__ABOUT THIS EXERCISE__: Since the entries below must stay intact, return each one exactly.

Collection entries

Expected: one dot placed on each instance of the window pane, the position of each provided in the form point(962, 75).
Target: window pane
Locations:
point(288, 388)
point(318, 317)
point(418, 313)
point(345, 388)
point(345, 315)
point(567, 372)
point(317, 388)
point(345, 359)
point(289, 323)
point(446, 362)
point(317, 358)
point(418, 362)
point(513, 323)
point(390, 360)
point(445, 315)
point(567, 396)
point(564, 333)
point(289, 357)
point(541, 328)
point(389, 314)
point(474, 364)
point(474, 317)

__EXERCISE RESPONSE__:
Expected: one dot placed on each instance of the window pane, the position of each provided in the form point(962, 75).
Target: window pane
Locations:
point(288, 388)
point(318, 317)
point(418, 313)
point(345, 388)
point(345, 315)
point(567, 372)
point(317, 388)
point(345, 359)
point(289, 323)
point(446, 362)
point(317, 358)
point(418, 362)
point(513, 323)
point(390, 360)
point(445, 315)
point(567, 396)
point(564, 333)
point(289, 357)
point(541, 328)
point(389, 314)
point(474, 364)
point(474, 317)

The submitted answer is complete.